What is needed
Please retype the listing exactly as it appears, skipping each picture.

============

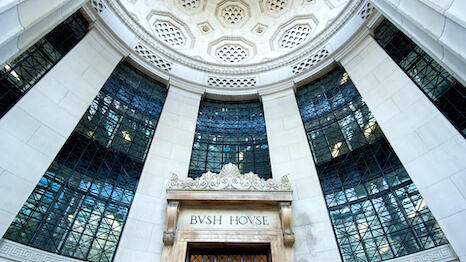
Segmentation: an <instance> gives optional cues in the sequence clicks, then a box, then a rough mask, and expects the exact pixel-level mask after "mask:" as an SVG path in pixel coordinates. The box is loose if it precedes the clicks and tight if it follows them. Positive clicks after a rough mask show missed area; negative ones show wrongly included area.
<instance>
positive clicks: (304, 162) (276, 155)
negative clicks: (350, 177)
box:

============

Output of the task
Segmentation: an <instance> gives optional cues in the sequence clicks, then a box, then a rough mask, and expects the exact pixel-level mask after "mask:" as an SVG path in pixel coordinates. The box is loose if it precedes the clicks and tight if it follows them. Positive clicks after a rough mask show missed area; negative ones show wrongly included area.
<instance>
positive clicks: (304, 162) (276, 155)
negative clicks: (350, 177)
box:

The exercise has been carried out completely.